[Required work] Locate every line in the records below that contains the string "target" and copy each of those lines. Matches are case-sensitive.

::: Records for the exercise :::

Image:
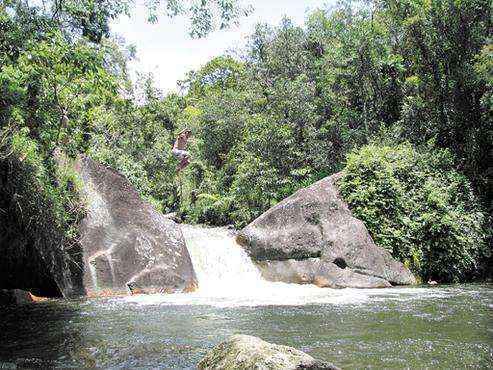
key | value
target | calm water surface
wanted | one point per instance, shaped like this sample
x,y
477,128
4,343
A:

:::
::: Records for the exercise :::

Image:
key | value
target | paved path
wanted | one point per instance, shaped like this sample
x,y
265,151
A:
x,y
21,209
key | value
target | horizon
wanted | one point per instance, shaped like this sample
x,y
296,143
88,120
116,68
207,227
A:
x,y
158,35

:::

[Answer to this problem]
target | calm water surface
target | paved path
target | horizon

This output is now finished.